§ **QUOTED PASSAGE**
>>>>
I agree fully. I feel that the shift has come about because there has been an
unconscious recognition that restricting your tools to one particular problem
domain is a valid constraint to make on a design. Enterprise scale,
"architecture astronauts" and the like were trying to build tools with which
you could build anything, for anyone. And it's clear from the results that
this is just a vector for complexity to creep in. Focused tools, from libs to
frameworks unashamedly limit themselves to one particular problem domain, or
at least used to.

I've certainly noticed a shift in that these hard learnt lessons are being
ignored in order to add features to frameworks etc; which increase their
applicable scope, with the increase in complexity that arises. The primary
driver of which appears to be the younger generations desire to use the same
tools for different purposes rather than learn a new set of applicable tools
for a different problem domain. A good example is the shift from v1 Zend
Framework to Zend Framework 2 which just appears to be so heavily
"Java/Enterprise" influenced I simply refuse to use it; its far far too
complex a framework for what is essentially a framework for building web
sites. Building web sites is simple. These modern frameworks make it massively
more complex than it needs to be.
<<<<
§ **GIVEN INFORMATION**
>>>>
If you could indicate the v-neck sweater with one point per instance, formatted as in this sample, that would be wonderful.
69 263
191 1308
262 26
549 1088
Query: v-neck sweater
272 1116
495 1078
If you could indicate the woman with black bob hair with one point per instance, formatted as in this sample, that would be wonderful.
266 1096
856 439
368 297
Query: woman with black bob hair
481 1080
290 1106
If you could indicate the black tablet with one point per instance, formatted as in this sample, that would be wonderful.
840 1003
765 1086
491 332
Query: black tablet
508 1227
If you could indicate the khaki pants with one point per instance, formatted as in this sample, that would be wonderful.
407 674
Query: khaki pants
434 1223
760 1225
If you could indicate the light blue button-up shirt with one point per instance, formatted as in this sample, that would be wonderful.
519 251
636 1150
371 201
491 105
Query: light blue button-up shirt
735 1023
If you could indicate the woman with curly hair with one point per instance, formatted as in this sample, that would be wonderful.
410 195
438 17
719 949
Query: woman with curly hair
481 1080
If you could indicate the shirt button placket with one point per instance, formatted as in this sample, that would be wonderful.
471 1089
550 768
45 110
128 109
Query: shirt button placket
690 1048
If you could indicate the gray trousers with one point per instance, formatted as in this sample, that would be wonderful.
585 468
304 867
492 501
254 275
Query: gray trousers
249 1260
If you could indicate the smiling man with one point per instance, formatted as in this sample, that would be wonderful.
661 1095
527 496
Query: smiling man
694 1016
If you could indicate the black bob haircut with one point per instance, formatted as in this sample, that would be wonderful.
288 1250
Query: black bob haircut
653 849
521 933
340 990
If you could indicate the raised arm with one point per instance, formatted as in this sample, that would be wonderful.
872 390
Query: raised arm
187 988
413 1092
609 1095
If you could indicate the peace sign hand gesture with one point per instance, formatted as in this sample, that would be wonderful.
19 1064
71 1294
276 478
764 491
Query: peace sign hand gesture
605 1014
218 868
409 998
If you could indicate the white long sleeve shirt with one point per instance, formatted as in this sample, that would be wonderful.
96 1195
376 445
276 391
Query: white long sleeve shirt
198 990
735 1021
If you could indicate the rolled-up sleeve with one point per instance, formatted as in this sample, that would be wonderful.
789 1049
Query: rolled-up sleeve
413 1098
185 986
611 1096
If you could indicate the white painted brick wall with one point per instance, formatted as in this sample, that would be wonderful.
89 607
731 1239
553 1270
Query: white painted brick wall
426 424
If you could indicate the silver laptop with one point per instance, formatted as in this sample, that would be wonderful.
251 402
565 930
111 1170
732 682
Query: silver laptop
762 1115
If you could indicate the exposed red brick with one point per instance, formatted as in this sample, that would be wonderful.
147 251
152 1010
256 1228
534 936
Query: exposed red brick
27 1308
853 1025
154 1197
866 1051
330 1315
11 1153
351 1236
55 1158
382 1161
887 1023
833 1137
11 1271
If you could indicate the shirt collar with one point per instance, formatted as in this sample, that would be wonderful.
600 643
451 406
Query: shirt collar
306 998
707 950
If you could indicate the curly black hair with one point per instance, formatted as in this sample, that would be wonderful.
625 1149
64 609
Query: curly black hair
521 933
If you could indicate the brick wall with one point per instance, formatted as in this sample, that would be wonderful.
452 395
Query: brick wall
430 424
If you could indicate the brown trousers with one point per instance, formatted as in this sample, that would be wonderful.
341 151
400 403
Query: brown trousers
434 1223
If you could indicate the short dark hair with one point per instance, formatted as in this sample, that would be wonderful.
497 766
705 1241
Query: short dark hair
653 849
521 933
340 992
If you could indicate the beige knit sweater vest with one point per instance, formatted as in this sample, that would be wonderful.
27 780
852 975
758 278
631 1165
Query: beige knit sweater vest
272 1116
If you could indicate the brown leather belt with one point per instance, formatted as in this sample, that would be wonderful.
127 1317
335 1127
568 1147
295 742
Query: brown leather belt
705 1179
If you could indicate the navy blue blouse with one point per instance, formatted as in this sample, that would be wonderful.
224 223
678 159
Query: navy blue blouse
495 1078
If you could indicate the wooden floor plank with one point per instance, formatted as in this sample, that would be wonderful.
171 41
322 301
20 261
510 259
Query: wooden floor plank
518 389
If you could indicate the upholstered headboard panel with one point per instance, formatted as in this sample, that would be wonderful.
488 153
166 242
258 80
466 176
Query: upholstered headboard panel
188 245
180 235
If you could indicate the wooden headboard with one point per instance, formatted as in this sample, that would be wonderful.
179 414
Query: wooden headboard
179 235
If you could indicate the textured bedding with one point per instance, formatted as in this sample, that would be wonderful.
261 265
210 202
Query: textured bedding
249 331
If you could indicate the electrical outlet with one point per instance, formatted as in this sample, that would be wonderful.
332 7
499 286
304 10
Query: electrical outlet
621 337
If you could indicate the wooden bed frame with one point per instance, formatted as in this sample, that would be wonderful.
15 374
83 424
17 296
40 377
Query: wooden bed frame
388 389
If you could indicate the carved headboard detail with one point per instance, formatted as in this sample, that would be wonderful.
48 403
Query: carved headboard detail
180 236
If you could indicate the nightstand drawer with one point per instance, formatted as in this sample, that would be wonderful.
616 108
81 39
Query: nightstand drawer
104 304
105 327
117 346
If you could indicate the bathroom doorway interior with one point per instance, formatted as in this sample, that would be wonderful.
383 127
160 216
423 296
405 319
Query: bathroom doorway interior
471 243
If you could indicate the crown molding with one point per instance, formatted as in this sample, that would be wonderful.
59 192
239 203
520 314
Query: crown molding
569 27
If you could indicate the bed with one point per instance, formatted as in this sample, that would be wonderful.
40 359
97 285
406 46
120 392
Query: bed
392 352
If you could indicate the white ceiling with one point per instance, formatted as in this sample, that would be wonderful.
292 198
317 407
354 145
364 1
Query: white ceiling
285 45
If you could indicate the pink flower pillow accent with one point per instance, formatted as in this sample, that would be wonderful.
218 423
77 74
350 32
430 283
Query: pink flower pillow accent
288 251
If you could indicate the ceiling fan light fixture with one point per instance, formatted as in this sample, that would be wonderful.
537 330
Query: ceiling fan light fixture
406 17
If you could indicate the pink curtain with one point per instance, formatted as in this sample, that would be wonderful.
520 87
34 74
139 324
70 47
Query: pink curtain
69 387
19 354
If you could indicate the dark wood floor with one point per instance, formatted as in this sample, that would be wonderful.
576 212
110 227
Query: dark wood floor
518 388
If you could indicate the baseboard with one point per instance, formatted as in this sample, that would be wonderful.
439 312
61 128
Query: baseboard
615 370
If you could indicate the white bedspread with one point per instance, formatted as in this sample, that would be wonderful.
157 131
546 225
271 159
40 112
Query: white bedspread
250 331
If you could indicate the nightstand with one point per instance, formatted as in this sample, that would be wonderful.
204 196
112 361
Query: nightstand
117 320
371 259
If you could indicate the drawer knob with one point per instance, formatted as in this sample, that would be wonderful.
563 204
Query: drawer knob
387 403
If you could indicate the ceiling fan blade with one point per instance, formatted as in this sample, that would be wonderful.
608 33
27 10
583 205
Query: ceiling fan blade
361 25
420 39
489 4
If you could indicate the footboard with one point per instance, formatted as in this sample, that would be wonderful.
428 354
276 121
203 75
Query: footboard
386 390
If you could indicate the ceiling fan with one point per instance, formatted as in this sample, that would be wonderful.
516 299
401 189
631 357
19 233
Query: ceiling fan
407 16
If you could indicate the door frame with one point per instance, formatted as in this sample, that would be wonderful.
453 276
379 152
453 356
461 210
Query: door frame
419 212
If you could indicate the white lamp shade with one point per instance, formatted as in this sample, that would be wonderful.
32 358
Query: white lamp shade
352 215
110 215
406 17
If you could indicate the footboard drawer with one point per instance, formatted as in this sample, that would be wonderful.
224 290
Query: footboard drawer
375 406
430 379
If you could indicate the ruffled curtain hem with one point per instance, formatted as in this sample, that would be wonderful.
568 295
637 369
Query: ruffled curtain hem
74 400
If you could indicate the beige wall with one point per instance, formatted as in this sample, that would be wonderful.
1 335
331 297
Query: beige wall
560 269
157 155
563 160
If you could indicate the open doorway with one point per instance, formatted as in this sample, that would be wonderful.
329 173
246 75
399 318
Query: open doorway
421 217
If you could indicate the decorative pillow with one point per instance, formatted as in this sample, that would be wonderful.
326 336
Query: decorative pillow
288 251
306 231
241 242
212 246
<<<<
§ **WRITTEN INSTRUCTION A**
Please answer these questions using only the forum post on framework complexity, marking each answer (i), (ii) or (iii) on its own line:
(i) According to the post, what were enterprise-scale efforts and "architecture astronauts" trying to build?
(ii) What does the writer give as the primary driver behind adding features to frameworks?
(iii) Which framework version does the writer refuse to use?
§ **WRITTEN INSTRUCTION B**
Resume the forum post on framework complexity, picking up after its last sentence.
The material plays no part in this work.

§ **OUTPUT A**
(i) Tools with which you could build anything, for anyone.
(ii) The younger generations' desire to use the same tools for different purposes rather than learn a new set of applicable tools for a different problem domain.
(iii) Zend Framework 2.

§ **OUTPUT B**
------
rubiquity
Learn a functional programming language. This has had the most impact on the
way I think about systems by far. The biggest impact was realizing all of the
time I've spent trying to master all of the OOP acronyms hasn't paid off. I've
also realized that OOP might be meant for a type of programming that I don't
do (video game logic? device drivers?), where as FP seems to fit great for Web
applications that are just wrapping databases and spitting out HTML or JSON.

As for FP languages for a starter, I'd recommend any of Erlang/Elixir, Clojure
or Scala (only for its FP features and great learning resources)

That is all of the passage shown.